%%

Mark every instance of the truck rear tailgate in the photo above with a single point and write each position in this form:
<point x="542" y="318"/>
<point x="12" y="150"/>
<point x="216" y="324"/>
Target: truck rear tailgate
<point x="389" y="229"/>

%%

## Task to carry out:
Can you write out the entries above again, switching "tailgate" to "liftgate" and leaving everything else unchanged?

## Answer to this exercise:
Mark every instance of the truck rear liftgate in the photo above with a single point and write each position in this form:
<point x="542" y="318"/>
<point x="12" y="150"/>
<point x="216" y="324"/>
Target: truck rear liftgate
<point x="389" y="229"/>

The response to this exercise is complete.